== REQUEST ==
The records below must be duplicated exactly, character for character.

[Records contained in a dataset]
Start
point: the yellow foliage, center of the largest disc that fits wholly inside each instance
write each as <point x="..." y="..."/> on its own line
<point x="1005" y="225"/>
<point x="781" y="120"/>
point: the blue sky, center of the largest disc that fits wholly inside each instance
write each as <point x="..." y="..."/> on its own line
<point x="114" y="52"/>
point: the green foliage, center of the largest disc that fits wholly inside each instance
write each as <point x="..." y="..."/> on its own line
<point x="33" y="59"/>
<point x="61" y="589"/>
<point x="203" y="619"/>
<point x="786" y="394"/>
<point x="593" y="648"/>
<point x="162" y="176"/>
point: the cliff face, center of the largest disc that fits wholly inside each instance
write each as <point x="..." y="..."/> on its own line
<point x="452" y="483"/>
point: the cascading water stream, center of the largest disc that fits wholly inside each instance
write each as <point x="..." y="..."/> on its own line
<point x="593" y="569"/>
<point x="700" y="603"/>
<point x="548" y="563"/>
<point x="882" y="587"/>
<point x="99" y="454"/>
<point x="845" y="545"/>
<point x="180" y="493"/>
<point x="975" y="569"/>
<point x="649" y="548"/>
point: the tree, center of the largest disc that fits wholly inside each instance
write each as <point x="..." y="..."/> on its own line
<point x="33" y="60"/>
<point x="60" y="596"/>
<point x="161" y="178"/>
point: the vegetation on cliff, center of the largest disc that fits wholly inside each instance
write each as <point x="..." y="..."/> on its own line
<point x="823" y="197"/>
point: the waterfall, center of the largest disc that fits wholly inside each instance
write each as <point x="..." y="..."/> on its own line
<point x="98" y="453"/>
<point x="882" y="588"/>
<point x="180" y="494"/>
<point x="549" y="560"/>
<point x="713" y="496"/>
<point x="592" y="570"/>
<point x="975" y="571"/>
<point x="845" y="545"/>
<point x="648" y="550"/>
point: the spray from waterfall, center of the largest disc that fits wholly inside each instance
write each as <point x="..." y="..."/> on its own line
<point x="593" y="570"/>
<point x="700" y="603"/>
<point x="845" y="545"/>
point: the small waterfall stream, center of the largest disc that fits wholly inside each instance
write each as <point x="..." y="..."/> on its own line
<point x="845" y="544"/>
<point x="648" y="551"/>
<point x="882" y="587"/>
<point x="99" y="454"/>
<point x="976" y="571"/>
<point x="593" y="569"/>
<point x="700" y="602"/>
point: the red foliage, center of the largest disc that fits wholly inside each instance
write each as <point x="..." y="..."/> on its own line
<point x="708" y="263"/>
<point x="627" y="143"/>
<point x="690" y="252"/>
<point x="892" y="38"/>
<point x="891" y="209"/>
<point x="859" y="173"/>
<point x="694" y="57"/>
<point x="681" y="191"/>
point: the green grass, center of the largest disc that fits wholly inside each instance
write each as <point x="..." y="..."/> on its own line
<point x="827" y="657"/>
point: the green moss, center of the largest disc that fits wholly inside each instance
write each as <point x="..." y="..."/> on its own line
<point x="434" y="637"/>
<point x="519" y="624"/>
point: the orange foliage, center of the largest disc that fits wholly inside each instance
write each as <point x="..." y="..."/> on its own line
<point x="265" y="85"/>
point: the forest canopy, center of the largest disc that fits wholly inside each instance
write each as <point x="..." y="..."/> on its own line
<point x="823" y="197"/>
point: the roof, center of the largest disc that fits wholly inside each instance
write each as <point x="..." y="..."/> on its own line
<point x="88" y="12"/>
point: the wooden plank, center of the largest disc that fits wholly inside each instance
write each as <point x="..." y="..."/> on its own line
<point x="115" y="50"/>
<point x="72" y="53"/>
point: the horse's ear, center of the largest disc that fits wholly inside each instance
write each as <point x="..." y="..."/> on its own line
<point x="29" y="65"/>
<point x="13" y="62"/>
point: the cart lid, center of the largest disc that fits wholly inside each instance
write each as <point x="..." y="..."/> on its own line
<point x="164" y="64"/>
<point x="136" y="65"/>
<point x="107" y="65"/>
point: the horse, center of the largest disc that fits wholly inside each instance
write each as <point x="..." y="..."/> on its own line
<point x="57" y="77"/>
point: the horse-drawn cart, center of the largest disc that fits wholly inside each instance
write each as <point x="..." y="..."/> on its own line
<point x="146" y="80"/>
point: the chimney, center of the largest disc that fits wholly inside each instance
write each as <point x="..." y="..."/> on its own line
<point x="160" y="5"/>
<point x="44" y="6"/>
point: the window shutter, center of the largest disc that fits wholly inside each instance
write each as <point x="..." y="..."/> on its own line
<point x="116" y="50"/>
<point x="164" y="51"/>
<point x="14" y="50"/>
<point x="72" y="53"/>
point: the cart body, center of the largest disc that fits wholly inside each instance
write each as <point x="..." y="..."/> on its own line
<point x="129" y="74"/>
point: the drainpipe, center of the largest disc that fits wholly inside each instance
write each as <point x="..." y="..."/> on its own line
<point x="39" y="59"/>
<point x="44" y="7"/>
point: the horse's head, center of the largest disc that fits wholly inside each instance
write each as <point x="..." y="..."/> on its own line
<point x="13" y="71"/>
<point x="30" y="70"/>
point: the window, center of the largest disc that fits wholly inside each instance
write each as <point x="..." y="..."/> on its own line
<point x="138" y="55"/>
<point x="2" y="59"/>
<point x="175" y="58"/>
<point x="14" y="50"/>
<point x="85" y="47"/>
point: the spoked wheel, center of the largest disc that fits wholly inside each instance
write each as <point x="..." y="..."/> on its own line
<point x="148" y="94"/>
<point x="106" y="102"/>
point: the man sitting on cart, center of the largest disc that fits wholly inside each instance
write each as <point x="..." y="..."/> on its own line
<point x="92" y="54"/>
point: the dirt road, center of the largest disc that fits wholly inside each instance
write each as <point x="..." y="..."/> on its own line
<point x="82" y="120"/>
End
== TASK SOLUTION ==
point: the yellow foliage, center of the largest disc that fits wholly inside each instance
write each as <point x="..." y="..."/> on its own line
<point x="1005" y="225"/>
<point x="781" y="120"/>
point: the blue sky, center of the largest disc that fits wholly inside each instance
write each as <point x="..." y="..."/> on its own line
<point x="114" y="52"/>
point: the green foliage, center of the largest disc that fits wholly inside each instance
write each as <point x="..." y="..."/> on its own line
<point x="33" y="59"/>
<point x="61" y="589"/>
<point x="203" y="619"/>
<point x="786" y="394"/>
<point x="593" y="648"/>
<point x="162" y="176"/>
point: the cliff face, center of the largest disc that fits wholly inside each instance
write each as <point x="..." y="..."/> on its own line
<point x="452" y="483"/>
point: the cascading water stream, center of the largest disc that fits wholly inside each instance
write each as <point x="..." y="..."/> on its own line
<point x="593" y="569"/>
<point x="700" y="603"/>
<point x="548" y="563"/>
<point x="882" y="587"/>
<point x="99" y="454"/>
<point x="845" y="545"/>
<point x="180" y="493"/>
<point x="975" y="569"/>
<point x="649" y="548"/>
point: the tree, center of the largest disc that fits wholly inside each instance
write each as <point x="..." y="..."/> on its own line
<point x="33" y="60"/>
<point x="60" y="596"/>
<point x="161" y="178"/>
point: the vegetation on cliff, center of the largest disc that fits wholly inside each instance
write each as <point x="..." y="..."/> on its own line
<point x="823" y="197"/>
point: the waterfall, center of the largest disc that fits wholly inside each instance
write each as <point x="..." y="..."/> on its own line
<point x="98" y="453"/>
<point x="882" y="588"/>
<point x="180" y="494"/>
<point x="549" y="560"/>
<point x="713" y="496"/>
<point x="592" y="570"/>
<point x="975" y="571"/>
<point x="845" y="545"/>
<point x="648" y="550"/>
point: the spray from waterfall, center of the largest disc that fits wholly inside each instance
write each as <point x="..." y="..."/> on its own line
<point x="593" y="570"/>
<point x="700" y="603"/>
<point x="845" y="545"/>
point: the small waterfall stream, center of the largest disc that fits wholly inside each instance
write each as <point x="..." y="..."/> on its own line
<point x="845" y="544"/>
<point x="648" y="551"/>
<point x="882" y="587"/>
<point x="99" y="454"/>
<point x="976" y="571"/>
<point x="593" y="569"/>
<point x="700" y="602"/>
point: the red foliage, center of the largest disc that fits wholly inside each instance
write each as <point x="..." y="..."/> on its own line
<point x="708" y="263"/>
<point x="627" y="143"/>
<point x="690" y="252"/>
<point x="892" y="38"/>
<point x="891" y="209"/>
<point x="859" y="173"/>
<point x="694" y="57"/>
<point x="681" y="191"/>
point: the green grass, center of the largest disc that fits wholly inside each instance
write each as <point x="..." y="..."/> on its own line
<point x="827" y="657"/>
point: the green moss, center of the largest disc that fits wholly inside each instance
write each as <point x="..." y="..."/> on its own line
<point x="434" y="637"/>
<point x="519" y="624"/>
point: the orange foliage, center of the largest disc that fits wholly inside each instance
write each as <point x="..." y="..."/> on its own line
<point x="265" y="85"/>
point: the forest canopy, center of the largest disc that fits wholly inside each instance
write each as <point x="..." y="..."/> on its own line
<point x="823" y="197"/>
point: the roof, center of the largest disc that fits wholly inside each instance
write each as <point x="..." y="..."/> on its own line
<point x="88" y="12"/>
point: the wooden plank, center of the largest disc that fits wholly inside each instance
write each as <point x="..." y="..."/> on its own line
<point x="115" y="50"/>
<point x="72" y="53"/>
point: the horse's ear, center of the largest disc that fits wholly inside each instance
write each as <point x="..." y="..."/> on its own line
<point x="29" y="65"/>
<point x="13" y="62"/>
point: the cart lid, center of the largest disc that fits wholly inside each instance
write each as <point x="..." y="..."/> on its own line
<point x="164" y="64"/>
<point x="136" y="65"/>
<point x="107" y="65"/>
point: the horse, center of the largest disc that fits wholly inside each instance
write each as <point x="..." y="..."/> on its own line
<point x="57" y="77"/>
point: the horse-drawn cart, center of the largest disc that fits wholly inside each instance
write each as <point x="..." y="..."/> on its own line
<point x="146" y="80"/>
point: the chimney, center of the largest disc that fits wholly inside each instance
write each as <point x="..." y="..."/> on its own line
<point x="160" y="5"/>
<point x="44" y="6"/>
point: the window shutter, center of the largest disc that fits wholly inside each instance
write each as <point x="..." y="..."/> on its own line
<point x="116" y="50"/>
<point x="164" y="51"/>
<point x="14" y="50"/>
<point x="72" y="53"/>
point: the cart body, center of the largest disc that fits wholly inside each instance
write each as <point x="..." y="..."/> on its own line
<point x="129" y="74"/>
point: the drainpipe, center of the largest disc that fits wholly inside each instance
write each as <point x="..." y="..."/> on its own line
<point x="39" y="59"/>
<point x="44" y="7"/>
point: the horse's head, center of the largest disc that fits wholly inside each instance
write each as <point x="..." y="..."/> on its own line
<point x="13" y="71"/>
<point x="30" y="70"/>
point: the window, center of the largest disc that fits wholly inside each instance
write each as <point x="..." y="..."/> on its own line
<point x="138" y="55"/>
<point x="2" y="59"/>
<point x="175" y="58"/>
<point x="14" y="50"/>
<point x="85" y="47"/>
point: the spoked wheel, center of the largest disc that fits wholly inside each instance
write each as <point x="..." y="..."/> on its own line
<point x="148" y="94"/>
<point x="106" y="102"/>
point: the man sitting on cart, center of the largest disc that fits wholly inside each instance
write each as <point x="..." y="..."/> on its own line
<point x="92" y="54"/>
point: the dirt road, center of the largest disc that fits wholly inside each instance
write each as <point x="..." y="..."/> on its own line
<point x="82" y="120"/>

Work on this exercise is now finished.